● **What the task asks**:
Write out each of the following rows exactly as it appears, keeping every line and value unchanged.

[Shape annotation entries]
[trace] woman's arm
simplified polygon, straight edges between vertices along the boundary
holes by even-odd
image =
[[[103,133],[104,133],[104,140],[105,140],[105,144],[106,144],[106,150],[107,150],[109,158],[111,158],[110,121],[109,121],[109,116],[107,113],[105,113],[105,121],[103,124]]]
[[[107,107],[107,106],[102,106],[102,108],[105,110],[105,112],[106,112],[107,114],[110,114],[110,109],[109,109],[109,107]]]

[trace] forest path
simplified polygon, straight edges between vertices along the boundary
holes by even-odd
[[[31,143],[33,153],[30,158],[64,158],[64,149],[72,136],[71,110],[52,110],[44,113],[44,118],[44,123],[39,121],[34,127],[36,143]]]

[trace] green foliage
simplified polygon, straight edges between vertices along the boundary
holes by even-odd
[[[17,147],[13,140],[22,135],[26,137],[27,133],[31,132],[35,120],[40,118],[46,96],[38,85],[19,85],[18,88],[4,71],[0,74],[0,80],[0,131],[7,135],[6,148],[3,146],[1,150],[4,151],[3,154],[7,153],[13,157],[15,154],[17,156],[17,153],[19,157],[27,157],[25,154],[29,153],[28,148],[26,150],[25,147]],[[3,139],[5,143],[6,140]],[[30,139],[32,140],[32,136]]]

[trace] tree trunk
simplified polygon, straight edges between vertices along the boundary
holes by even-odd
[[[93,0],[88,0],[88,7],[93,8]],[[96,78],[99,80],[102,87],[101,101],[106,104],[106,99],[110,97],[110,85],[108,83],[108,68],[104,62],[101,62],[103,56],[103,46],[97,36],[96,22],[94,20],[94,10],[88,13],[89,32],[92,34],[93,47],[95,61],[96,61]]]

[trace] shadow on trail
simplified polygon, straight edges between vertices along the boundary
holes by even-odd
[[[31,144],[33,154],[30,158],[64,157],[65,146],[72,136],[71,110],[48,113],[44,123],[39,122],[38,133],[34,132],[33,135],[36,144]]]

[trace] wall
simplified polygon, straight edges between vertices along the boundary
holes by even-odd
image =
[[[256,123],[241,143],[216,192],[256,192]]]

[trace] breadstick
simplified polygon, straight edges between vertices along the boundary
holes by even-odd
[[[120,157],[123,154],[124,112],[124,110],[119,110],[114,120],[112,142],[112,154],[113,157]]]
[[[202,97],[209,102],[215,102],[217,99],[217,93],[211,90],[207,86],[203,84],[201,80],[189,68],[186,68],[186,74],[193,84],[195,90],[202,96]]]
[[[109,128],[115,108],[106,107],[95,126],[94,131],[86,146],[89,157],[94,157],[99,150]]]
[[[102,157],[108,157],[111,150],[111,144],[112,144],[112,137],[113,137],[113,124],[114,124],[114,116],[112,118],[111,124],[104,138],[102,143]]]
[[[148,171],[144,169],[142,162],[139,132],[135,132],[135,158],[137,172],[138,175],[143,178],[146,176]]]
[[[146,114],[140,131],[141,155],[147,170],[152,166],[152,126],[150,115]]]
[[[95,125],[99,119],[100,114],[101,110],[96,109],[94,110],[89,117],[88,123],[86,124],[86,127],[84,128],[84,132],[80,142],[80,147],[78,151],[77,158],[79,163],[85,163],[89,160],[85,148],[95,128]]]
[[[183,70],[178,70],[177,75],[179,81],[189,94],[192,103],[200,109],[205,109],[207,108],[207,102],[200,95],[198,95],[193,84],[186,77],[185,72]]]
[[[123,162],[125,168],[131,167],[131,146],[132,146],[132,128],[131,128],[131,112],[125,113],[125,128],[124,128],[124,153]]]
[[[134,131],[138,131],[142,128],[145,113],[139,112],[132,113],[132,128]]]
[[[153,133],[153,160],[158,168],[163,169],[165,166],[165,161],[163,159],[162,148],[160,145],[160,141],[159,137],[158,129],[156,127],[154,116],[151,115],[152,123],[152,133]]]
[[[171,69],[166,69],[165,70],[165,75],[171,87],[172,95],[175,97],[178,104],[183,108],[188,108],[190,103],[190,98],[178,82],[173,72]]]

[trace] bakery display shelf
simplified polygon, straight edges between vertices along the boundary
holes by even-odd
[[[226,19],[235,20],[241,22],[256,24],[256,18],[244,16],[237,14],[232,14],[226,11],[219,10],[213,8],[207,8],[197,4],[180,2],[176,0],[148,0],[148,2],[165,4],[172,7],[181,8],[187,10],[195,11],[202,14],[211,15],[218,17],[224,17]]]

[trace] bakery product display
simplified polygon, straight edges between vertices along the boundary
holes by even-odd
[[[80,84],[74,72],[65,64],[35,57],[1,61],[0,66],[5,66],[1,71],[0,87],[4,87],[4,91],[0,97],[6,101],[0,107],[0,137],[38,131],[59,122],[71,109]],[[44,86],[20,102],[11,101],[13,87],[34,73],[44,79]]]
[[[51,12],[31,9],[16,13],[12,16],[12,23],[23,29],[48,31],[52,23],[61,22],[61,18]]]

● **Complete answer**:
[trace] woman's arm
simplified polygon, straight edges between vertices along the boundary
holes by even-odd
image =
[[[103,133],[104,133],[104,140],[105,140],[105,144],[106,144],[106,150],[107,150],[109,158],[111,158],[110,121],[109,121],[109,116],[107,113],[105,113],[105,121],[103,124]]]
[[[107,107],[107,106],[102,106],[102,108],[105,110],[105,112],[106,112],[107,114],[110,114],[110,109],[109,109],[109,107]]]

[trace] forest path
simplified polygon, straight edges between vertices along the boundary
holes by even-odd
[[[31,143],[33,153],[30,158],[64,158],[64,149],[72,136],[71,110],[52,110],[44,113],[44,118],[44,123],[39,121],[34,127],[36,143]]]

[trace] green foliage
simplified polygon, straight edges between vertices along the boundary
holes by even-odd
[[[17,147],[13,140],[22,135],[26,137],[27,133],[31,132],[35,120],[40,118],[46,96],[38,85],[19,85],[18,88],[4,71],[0,74],[0,80],[0,131],[7,135],[6,148],[3,146],[1,150],[4,151],[3,154],[7,153],[13,157],[15,154],[17,156],[17,153],[19,157],[27,157],[25,154],[29,153],[28,148],[26,150],[25,147]],[[3,139],[5,143],[6,140]],[[30,139],[32,140],[32,136]]]

[trace] tree trunk
simplified polygon, straight edges between vertices along the boundary
holes by even-odd
[[[93,0],[88,0],[88,7],[93,8]],[[96,78],[99,80],[102,87],[101,101],[106,104],[106,99],[110,97],[110,85],[108,83],[108,68],[104,62],[101,62],[103,56],[103,46],[97,36],[96,22],[94,20],[94,10],[88,13],[89,32],[92,34],[93,47],[95,61],[96,61]]]

[trace] shadow on trail
simplified polygon, straight edges between vertices along the boundary
holes by even-odd
[[[31,144],[33,154],[30,158],[64,157],[65,146],[72,136],[71,110],[48,113],[44,123],[39,122],[38,133],[34,132],[33,135],[36,144]]]

[trace] wall
simplified polygon, straight edges between vertices along the boundary
holes by even-odd
image =
[[[256,123],[241,143],[216,192],[256,192]]]

[trace] breadstick
simplified polygon, straight edges between vertices along the boundary
holes by even-odd
[[[120,157],[123,154],[124,112],[124,110],[119,110],[114,120],[112,142],[112,154],[113,157]]]
[[[202,97],[209,102],[215,102],[217,99],[217,93],[211,90],[207,86],[203,84],[201,80],[189,68],[186,68],[186,74],[193,84],[195,90],[202,96]]]
[[[109,128],[115,108],[106,107],[95,126],[94,131],[86,146],[89,157],[94,157],[99,150]]]
[[[102,157],[108,157],[111,150],[111,144],[112,144],[112,137],[113,137],[113,124],[114,124],[114,116],[112,118],[111,124],[104,138],[102,143]]]
[[[148,171],[144,169],[142,162],[139,132],[135,132],[135,158],[137,172],[138,175],[143,178],[146,176]]]
[[[146,114],[140,131],[141,155],[147,170],[152,166],[152,126],[150,115]]]
[[[95,125],[99,119],[100,114],[101,110],[96,109],[94,110],[89,117],[88,123],[86,124],[86,127],[84,128],[84,132],[80,142],[80,147],[78,151],[77,158],[79,163],[85,163],[89,160],[85,148],[95,128]]]
[[[183,70],[178,70],[177,75],[179,81],[189,94],[192,103],[200,109],[205,109],[207,108],[207,102],[200,95],[198,95],[193,84],[186,77],[185,72]]]
[[[123,162],[125,168],[131,167],[131,146],[132,146],[132,128],[131,128],[131,112],[125,113],[125,128],[124,128],[124,153]]]
[[[134,131],[138,131],[142,128],[145,113],[139,112],[132,113],[132,128]]]
[[[153,133],[153,160],[158,168],[163,169],[165,166],[165,161],[163,159],[162,148],[160,145],[160,141],[159,137],[158,129],[156,127],[154,116],[151,115],[152,123],[152,133]]]
[[[171,69],[166,69],[165,70],[165,75],[171,87],[172,95],[175,97],[178,104],[183,108],[188,108],[190,103],[190,98],[178,82],[173,72]]]

[trace] bakery display shelf
simplified polygon, straight edges between vertices along the boundary
holes by even-odd
[[[226,19],[235,20],[241,22],[256,24],[256,18],[244,16],[237,14],[232,14],[226,11],[219,10],[213,8],[207,8],[197,4],[180,2],[176,0],[148,0],[148,2],[165,4],[172,7],[181,8],[187,10],[195,11],[202,14],[211,15],[218,17],[224,17]]]

[trace] bakery product display
simplified polygon, straight edges between vertices along the boundary
holes by even-odd
[[[80,84],[74,72],[65,64],[35,57],[1,61],[0,66],[5,66],[1,71],[0,87],[4,87],[4,91],[0,97],[6,101],[0,107],[0,137],[38,131],[59,122],[71,109]],[[44,86],[20,102],[11,101],[13,87],[34,73],[44,79]]]
[[[51,12],[31,9],[16,13],[12,16],[12,23],[23,29],[48,31],[52,23],[61,22],[61,18]]]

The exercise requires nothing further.